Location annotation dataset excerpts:
----------------

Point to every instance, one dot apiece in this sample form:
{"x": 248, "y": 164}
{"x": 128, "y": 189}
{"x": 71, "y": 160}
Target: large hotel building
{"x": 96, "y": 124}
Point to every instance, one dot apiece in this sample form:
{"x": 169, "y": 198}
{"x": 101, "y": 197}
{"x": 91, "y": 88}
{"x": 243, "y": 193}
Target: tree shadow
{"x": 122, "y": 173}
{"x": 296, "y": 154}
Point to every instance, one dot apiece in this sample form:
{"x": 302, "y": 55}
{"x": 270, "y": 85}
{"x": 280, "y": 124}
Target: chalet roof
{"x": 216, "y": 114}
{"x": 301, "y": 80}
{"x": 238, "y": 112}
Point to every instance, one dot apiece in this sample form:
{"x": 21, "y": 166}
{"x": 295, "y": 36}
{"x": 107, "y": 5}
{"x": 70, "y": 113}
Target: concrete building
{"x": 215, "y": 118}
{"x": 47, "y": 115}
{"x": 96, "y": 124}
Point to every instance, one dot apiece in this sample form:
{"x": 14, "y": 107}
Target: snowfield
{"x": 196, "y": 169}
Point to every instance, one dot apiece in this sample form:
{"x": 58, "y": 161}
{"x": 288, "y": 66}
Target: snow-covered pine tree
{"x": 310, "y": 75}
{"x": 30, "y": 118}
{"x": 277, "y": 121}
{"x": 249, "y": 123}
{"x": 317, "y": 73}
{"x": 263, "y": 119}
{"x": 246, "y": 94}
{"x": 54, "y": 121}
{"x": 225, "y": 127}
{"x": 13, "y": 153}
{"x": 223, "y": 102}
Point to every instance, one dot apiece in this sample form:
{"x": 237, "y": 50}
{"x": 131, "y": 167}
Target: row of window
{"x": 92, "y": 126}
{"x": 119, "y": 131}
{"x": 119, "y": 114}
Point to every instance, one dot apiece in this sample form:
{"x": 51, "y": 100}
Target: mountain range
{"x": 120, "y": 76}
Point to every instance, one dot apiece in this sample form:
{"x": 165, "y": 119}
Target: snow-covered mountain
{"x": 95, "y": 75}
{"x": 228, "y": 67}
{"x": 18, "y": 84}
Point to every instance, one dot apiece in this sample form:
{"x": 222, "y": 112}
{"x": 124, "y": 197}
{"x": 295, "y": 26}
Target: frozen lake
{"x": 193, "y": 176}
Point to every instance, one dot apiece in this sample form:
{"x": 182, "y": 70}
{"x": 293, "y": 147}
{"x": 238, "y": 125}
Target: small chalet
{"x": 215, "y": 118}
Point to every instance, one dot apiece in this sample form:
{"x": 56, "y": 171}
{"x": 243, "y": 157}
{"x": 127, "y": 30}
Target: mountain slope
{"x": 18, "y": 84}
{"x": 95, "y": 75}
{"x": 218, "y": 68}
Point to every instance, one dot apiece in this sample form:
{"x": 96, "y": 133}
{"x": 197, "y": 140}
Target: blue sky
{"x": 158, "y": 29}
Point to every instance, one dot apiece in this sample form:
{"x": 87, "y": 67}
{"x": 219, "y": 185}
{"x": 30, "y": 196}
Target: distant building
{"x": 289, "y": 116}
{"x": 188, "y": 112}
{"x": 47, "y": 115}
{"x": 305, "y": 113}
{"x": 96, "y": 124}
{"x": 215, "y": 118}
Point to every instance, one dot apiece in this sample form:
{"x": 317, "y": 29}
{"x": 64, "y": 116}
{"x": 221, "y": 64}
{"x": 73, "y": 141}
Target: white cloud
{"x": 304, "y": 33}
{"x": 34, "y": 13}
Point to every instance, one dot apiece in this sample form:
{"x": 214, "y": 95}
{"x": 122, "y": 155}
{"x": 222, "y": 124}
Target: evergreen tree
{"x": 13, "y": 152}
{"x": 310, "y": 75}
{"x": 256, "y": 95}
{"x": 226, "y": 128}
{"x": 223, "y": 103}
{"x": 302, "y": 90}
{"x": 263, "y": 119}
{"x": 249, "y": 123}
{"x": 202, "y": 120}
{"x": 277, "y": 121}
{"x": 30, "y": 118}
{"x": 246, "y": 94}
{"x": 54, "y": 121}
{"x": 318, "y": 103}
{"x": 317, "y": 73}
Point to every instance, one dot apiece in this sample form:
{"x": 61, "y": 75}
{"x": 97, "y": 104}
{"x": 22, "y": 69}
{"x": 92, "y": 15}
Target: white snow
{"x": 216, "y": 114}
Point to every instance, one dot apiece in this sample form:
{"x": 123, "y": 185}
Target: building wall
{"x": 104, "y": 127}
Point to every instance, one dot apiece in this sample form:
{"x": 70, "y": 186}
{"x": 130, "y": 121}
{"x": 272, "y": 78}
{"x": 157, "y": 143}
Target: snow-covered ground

----------------

Copy out the whole listing exactly; please set it all down.

Task answer ::
Point to every instance, one dot apiece in this sample form:
{"x": 248, "y": 164}
{"x": 128, "y": 189}
{"x": 71, "y": 160}
Target: large hotel building
{"x": 96, "y": 124}
Point to every instance, one dot apiece in this sample form:
{"x": 169, "y": 198}
{"x": 101, "y": 197}
{"x": 91, "y": 88}
{"x": 243, "y": 193}
Target: tree shadow
{"x": 122, "y": 173}
{"x": 296, "y": 154}
Point to every instance, one dot apiece in this sample form:
{"x": 302, "y": 55}
{"x": 270, "y": 85}
{"x": 280, "y": 124}
Target: chalet roof
{"x": 216, "y": 114}
{"x": 301, "y": 80}
{"x": 238, "y": 112}
Point to every instance, one dot apiece in this sample form:
{"x": 21, "y": 166}
{"x": 295, "y": 36}
{"x": 107, "y": 5}
{"x": 70, "y": 113}
Target: concrete building
{"x": 215, "y": 118}
{"x": 47, "y": 115}
{"x": 96, "y": 124}
Point to every instance, one dot apiece in this sample form:
{"x": 14, "y": 107}
Target: snowfield
{"x": 196, "y": 169}
Point to every instance, one dot apiece in this sample form:
{"x": 58, "y": 161}
{"x": 288, "y": 66}
Target: snow-covered pine tree
{"x": 310, "y": 75}
{"x": 30, "y": 118}
{"x": 277, "y": 121}
{"x": 249, "y": 123}
{"x": 317, "y": 73}
{"x": 263, "y": 119}
{"x": 246, "y": 94}
{"x": 54, "y": 121}
{"x": 225, "y": 127}
{"x": 13, "y": 153}
{"x": 223, "y": 102}
Point to every instance, one dot apiece in this sample form:
{"x": 237, "y": 50}
{"x": 131, "y": 167}
Target: row of window
{"x": 92, "y": 126}
{"x": 119, "y": 131}
{"x": 119, "y": 114}
Point to every instance, one dot apiece in this sample form:
{"x": 51, "y": 100}
Target: mountain range
{"x": 120, "y": 76}
Point to every instance, one dot apiece in this sample form:
{"x": 165, "y": 119}
Target: snow-covered mountain
{"x": 95, "y": 75}
{"x": 228, "y": 67}
{"x": 18, "y": 84}
Point to every instance, one dot apiece in this sample form:
{"x": 222, "y": 112}
{"x": 124, "y": 197}
{"x": 295, "y": 26}
Target: frozen lake
{"x": 193, "y": 176}
Point to every instance, one dot apiece in this sample form:
{"x": 182, "y": 70}
{"x": 293, "y": 147}
{"x": 238, "y": 125}
Target: small chalet
{"x": 215, "y": 118}
Point to every instance, one dot apiece in this sample form:
{"x": 56, "y": 171}
{"x": 243, "y": 157}
{"x": 127, "y": 30}
Target: mountain slope
{"x": 18, "y": 84}
{"x": 95, "y": 75}
{"x": 218, "y": 68}
Point to every instance, one dot apiece in this sample form:
{"x": 96, "y": 133}
{"x": 197, "y": 140}
Target: blue sky
{"x": 158, "y": 29}
Point to every instance, one dot apiece in this sample form:
{"x": 87, "y": 67}
{"x": 219, "y": 185}
{"x": 30, "y": 196}
Target: distant building
{"x": 289, "y": 116}
{"x": 188, "y": 112}
{"x": 47, "y": 115}
{"x": 305, "y": 113}
{"x": 96, "y": 124}
{"x": 215, "y": 118}
Point to every instance, one dot apiece in this sample form:
{"x": 317, "y": 29}
{"x": 64, "y": 116}
{"x": 221, "y": 64}
{"x": 73, "y": 141}
Target: white cloud
{"x": 304, "y": 33}
{"x": 34, "y": 13}
Point to every instance, one dot apiece in this sample form:
{"x": 214, "y": 95}
{"x": 122, "y": 155}
{"x": 222, "y": 124}
Target: evergreen tree
{"x": 13, "y": 152}
{"x": 310, "y": 75}
{"x": 256, "y": 95}
{"x": 226, "y": 128}
{"x": 223, "y": 103}
{"x": 302, "y": 90}
{"x": 263, "y": 119}
{"x": 249, "y": 123}
{"x": 202, "y": 120}
{"x": 277, "y": 121}
{"x": 30, "y": 118}
{"x": 246, "y": 94}
{"x": 54, "y": 121}
{"x": 318, "y": 103}
{"x": 317, "y": 73}
Point to every instance, one dot apiece in this sample form:
{"x": 61, "y": 75}
{"x": 97, "y": 104}
{"x": 22, "y": 69}
{"x": 92, "y": 15}
Target: white snow
{"x": 216, "y": 114}
Point to every instance, one dot apiece in this sample form:
{"x": 123, "y": 185}
Target: building wall
{"x": 104, "y": 127}
Point to every instance, one dot apiece in this sample form:
{"x": 70, "y": 186}
{"x": 130, "y": 121}
{"x": 272, "y": 78}
{"x": 157, "y": 143}
Target: snow-covered ground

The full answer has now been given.